Moreover, to physically justify the mechanism of the change in m*, we established atomic models based on the identified defect configurations (as characterized through detailed STEM analysis) and performed density functional theory (DFT) calculations (fig. S14; see Materials and Methods for details). The calculated band structures enabled the extraction of total density of states (DOS), which agrees well with the single parabolic band (SPB) results derived from experimental data (Fig. 3, D and G to I). Specifically, SL, AdL, and V_Te defects introduce localized perturbations in the crystal lattice, which flatten the energy dispersion near the conduction band minimum (CBM). This is evidenced by the increased slope of the DOS near the CBM in DFT calculations (Fig. 3G), suggesting reduced band curvatures. Consequently, the m* calculated from the band curvature in the Brillouin zone (K_x, K_y, and K_z) increases as these defects are introduced in the Bi₂Te₃-based system (Fig. 3H). These results are consistent with the SPB calculation from experiment data [m* increased from 1.2 m₀ (VTE only) to approximately 2.0 m₀ (VTE@MS-BTS); Fig. 3D]. However, the defect density exceeds a critical threshold when MS-layer proportions (t%) continuously increase, stabilizing band distortions and halting further increases in m*. To elucidate this phenomenon, we constructed a series of models [designated as V_Te-0 (pristine) to V_Te-5] to simulate increasing Te vacancy incorporation. As shown in the DOS calculations (Fig. 3I), for the low Te vacancy concentrations (V_Te-0 → V_Te-3), a sharp increase in DOS slope near the CBM indicates notable band flattening and an elevated m*. Beyond a critical defect threshold (V_Te-3 → V_Te-5), further vacancy introduction minimally alters the DOS slope, suggesting stabilized band curvature and saturation of m*. This saturation occurs because localized lattice distortions reach a stable configuration, limiting additional band curvature changes. The behavior rationalizes the m* plateau in MS-rich samples (VTE@MS to MS only), where defect densities exceed the threshold. Our analysis reveals that the saturation of m* occurs when defects beyond a critical concentration that supported by experimental observations and first-principles calculations. This defect-driven band flattening and saturation at high defect density explain the nonmonotonic trend in m*.

________________________________________

--- WHAT YOU WILL DO ---
Do these statements agree with the passage on effective mass in Bi₂Te₃? For each, answer yes or no and quote the deciding words of the passage.
(a) The total density of states extracted from the DFT band structures agrees well with the single parabolic band results derived from experimental data.
(b) In the experimental data, m* decreased from the VTE only sample to the VTE@MS-BTS sample.
(c) Going from V_Te-3 to V_Te-5, adding more vacancies sharply increases the DOS slope near the CBM.
The rows that come after this are separate material.

________________________________________

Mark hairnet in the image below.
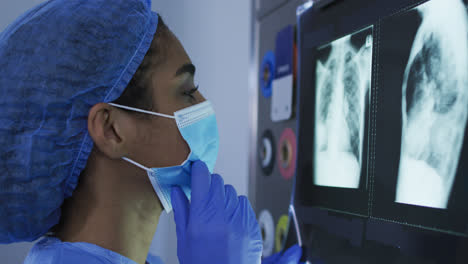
[0,0,158,243]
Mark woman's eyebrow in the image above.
[175,63,196,77]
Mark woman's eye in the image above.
[184,86,198,99]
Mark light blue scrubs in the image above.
[24,237,163,264]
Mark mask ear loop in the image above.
[108,103,175,119]
[122,157,152,172]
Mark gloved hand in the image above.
[262,245,302,264]
[171,161,262,264]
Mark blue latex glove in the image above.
[171,161,262,264]
[262,245,302,264]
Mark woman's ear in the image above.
[88,103,126,159]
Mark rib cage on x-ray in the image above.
[396,0,468,208]
[314,28,372,188]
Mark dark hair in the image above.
[114,16,170,114]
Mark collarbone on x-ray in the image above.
[314,28,372,188]
[395,0,468,208]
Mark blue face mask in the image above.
[109,101,219,213]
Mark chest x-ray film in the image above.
[395,0,468,209]
[314,27,373,189]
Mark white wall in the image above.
[0,0,251,264]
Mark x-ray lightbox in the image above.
[294,0,468,246]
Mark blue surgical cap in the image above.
[0,0,158,243]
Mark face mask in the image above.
[109,101,219,213]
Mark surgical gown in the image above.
[24,237,163,264]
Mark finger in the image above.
[280,245,302,263]
[192,161,211,206]
[224,184,239,219]
[262,253,281,264]
[210,174,226,202]
[171,187,190,237]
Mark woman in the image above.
[0,0,300,264]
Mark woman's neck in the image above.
[56,152,162,263]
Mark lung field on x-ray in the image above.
[314,27,373,188]
[395,0,468,208]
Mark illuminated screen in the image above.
[313,27,373,189]
[395,0,468,209]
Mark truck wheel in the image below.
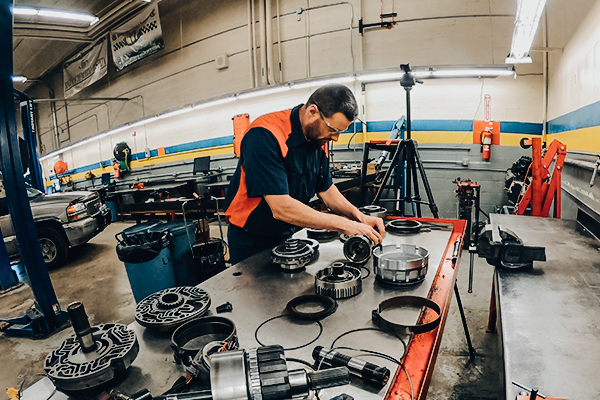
[38,227,69,269]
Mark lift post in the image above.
[0,0,65,337]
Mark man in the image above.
[224,85,384,264]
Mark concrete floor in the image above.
[0,222,502,400]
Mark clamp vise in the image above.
[479,224,546,270]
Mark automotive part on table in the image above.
[373,244,429,286]
[306,229,340,242]
[340,234,373,264]
[385,219,423,235]
[371,296,442,334]
[315,261,362,299]
[286,294,337,321]
[479,224,546,270]
[271,239,319,271]
[44,302,139,390]
[358,205,387,218]
[210,345,350,400]
[312,346,390,386]
[135,286,210,330]
[171,316,238,369]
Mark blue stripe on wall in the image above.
[548,101,600,133]
[55,119,544,176]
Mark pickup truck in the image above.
[0,181,111,269]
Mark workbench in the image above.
[491,214,600,400]
[24,219,466,400]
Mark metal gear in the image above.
[315,262,362,299]
[135,286,210,330]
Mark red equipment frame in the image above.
[385,217,467,400]
[515,138,567,218]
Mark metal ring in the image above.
[385,219,423,235]
[254,312,324,351]
[285,294,337,321]
[371,296,442,334]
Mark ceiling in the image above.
[13,0,148,91]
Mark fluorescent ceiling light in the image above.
[430,68,514,78]
[237,85,290,100]
[12,7,99,25]
[356,71,404,82]
[506,0,546,64]
[291,75,354,89]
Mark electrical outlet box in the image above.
[215,54,229,69]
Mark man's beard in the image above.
[304,120,329,147]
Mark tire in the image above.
[38,227,69,269]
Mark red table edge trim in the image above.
[384,217,467,400]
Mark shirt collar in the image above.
[288,104,308,147]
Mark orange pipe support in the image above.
[385,217,467,400]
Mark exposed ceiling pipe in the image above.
[248,0,256,88]
[264,0,277,85]
[258,0,269,86]
[13,0,147,42]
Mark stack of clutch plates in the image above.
[271,239,319,271]
[373,244,429,285]
[135,286,210,331]
[315,262,362,299]
[358,205,387,218]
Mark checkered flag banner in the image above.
[110,3,165,71]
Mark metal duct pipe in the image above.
[264,0,277,85]
[258,0,269,86]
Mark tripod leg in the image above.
[411,140,439,218]
[372,142,404,205]
[454,282,475,360]
[407,147,423,218]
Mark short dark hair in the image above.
[306,84,358,121]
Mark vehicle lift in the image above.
[0,0,68,338]
[515,138,567,218]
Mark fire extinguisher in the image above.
[481,127,492,161]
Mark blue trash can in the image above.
[117,229,177,303]
[148,220,200,286]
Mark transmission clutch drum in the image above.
[315,262,362,299]
[44,324,139,390]
[373,244,429,285]
[271,239,319,271]
[135,286,210,330]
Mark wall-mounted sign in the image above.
[110,4,165,71]
[63,37,108,97]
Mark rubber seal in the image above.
[371,296,442,334]
[285,294,337,321]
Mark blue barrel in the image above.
[149,220,200,286]
[124,247,177,303]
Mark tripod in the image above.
[373,64,439,218]
[373,64,475,360]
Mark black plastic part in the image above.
[286,294,337,321]
[171,316,238,366]
[217,302,233,314]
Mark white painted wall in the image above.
[29,0,556,175]
[548,0,600,120]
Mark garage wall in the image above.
[28,0,543,177]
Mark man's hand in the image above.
[344,219,383,244]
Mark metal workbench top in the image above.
[24,220,465,400]
[491,214,600,400]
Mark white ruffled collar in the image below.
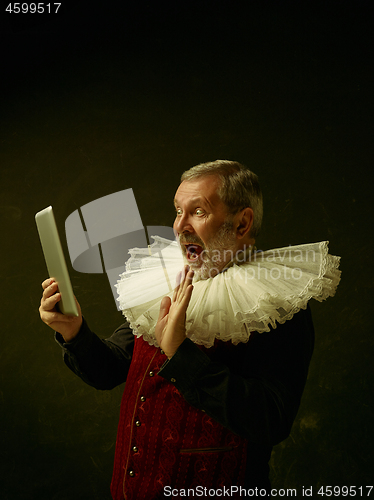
[116,236,341,347]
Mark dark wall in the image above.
[0,0,373,500]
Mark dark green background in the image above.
[0,0,373,500]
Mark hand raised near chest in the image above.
[155,266,194,359]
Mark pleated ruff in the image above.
[116,236,341,347]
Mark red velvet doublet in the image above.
[111,338,247,500]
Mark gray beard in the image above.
[189,221,236,280]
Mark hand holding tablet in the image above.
[35,207,82,342]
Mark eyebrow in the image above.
[174,197,210,207]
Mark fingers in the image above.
[173,266,194,302]
[158,296,171,321]
[40,280,61,311]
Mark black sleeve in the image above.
[55,319,134,390]
[159,308,314,445]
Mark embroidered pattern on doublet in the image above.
[111,338,247,500]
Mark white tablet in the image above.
[35,207,79,316]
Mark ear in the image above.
[235,207,253,240]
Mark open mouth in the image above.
[184,243,203,262]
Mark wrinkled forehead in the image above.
[174,175,223,208]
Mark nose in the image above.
[173,214,194,235]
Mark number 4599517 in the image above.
[5,2,61,14]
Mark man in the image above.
[40,161,322,500]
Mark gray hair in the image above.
[181,160,263,238]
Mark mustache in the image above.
[178,235,205,250]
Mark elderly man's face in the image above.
[173,175,237,279]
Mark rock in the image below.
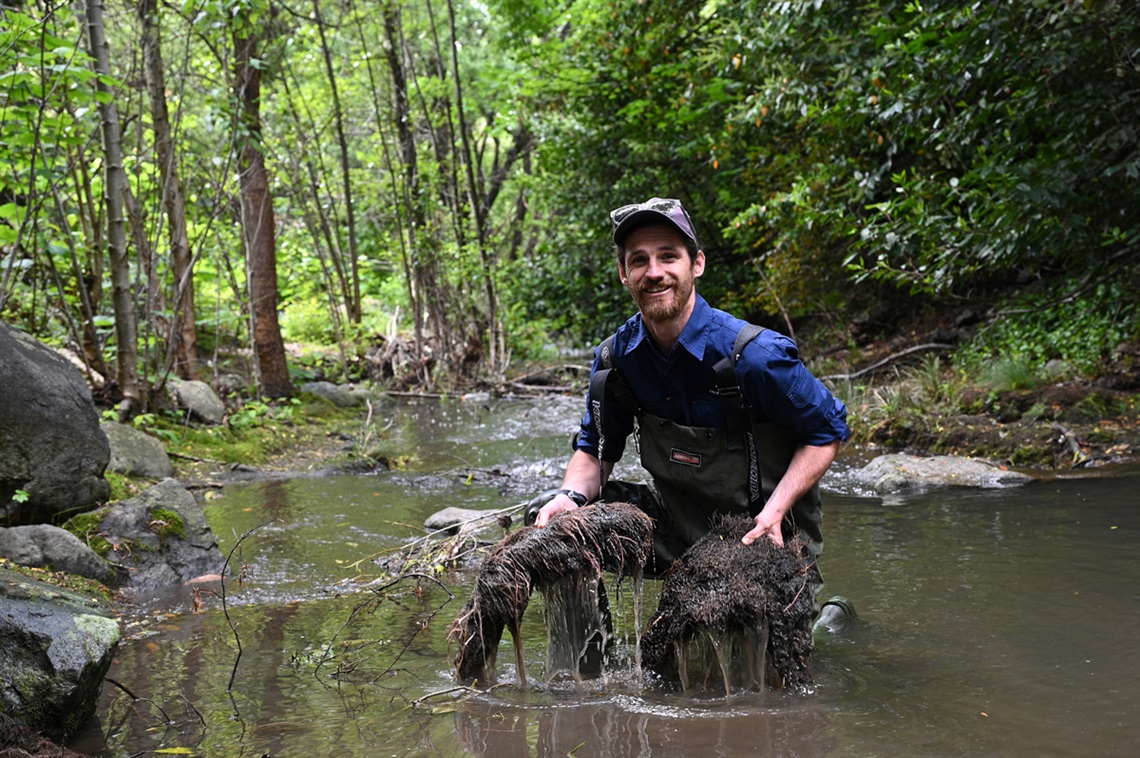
[0,712,83,758]
[67,479,225,592]
[0,524,116,585]
[424,506,495,535]
[301,382,366,408]
[99,421,174,479]
[170,380,226,424]
[855,454,1033,495]
[0,321,111,525]
[0,569,120,755]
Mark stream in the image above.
[71,398,1140,758]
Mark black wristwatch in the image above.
[555,489,589,508]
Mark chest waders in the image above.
[591,324,823,569]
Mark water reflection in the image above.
[455,695,837,758]
[83,402,1140,758]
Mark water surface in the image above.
[79,400,1140,758]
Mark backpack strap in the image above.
[713,324,764,450]
[589,324,764,513]
[589,334,637,486]
[713,324,764,516]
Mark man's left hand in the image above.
[740,511,783,547]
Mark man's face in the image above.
[618,226,705,321]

________________________________________

--- SOLUTION FOR THIS TASK ---
(a) Yes: "which agrees well with the single parabolic band (SPB) results derived from experimental data"
(b) No: "m* increased from 1.2 m₀ (VTE only) to approximately 2.0 m₀ (VTE@MS-BTS)"
(c) No: "further vacancy introduction minimally alters the DOS slope"